==== Provided entries ====
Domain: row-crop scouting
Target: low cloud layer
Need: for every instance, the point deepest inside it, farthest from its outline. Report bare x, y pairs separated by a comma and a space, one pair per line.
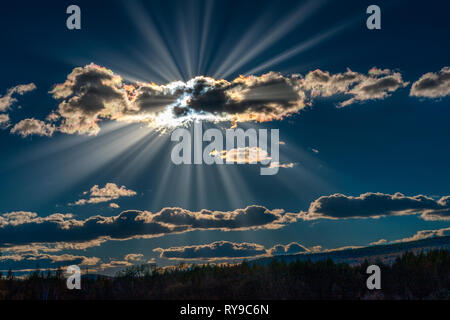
432, 85
9, 99
226, 250
64, 231
64, 228
375, 205
109, 192
377, 84
93, 93
28, 127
====
**Task to carry out**
Reproduce the listing above line for line, with its wording unchanged, omitting the picture.

**Output below**
Domain: row-crop scouting
Target: low cloud layer
Need: for every instance, the point deepest inside it, farthest from its outline. Report bare x, y pairs separated by a comma and a space, one pair per line.
432, 85
9, 99
226, 250
64, 231
64, 228
375, 205
109, 192
377, 84
93, 93
28, 127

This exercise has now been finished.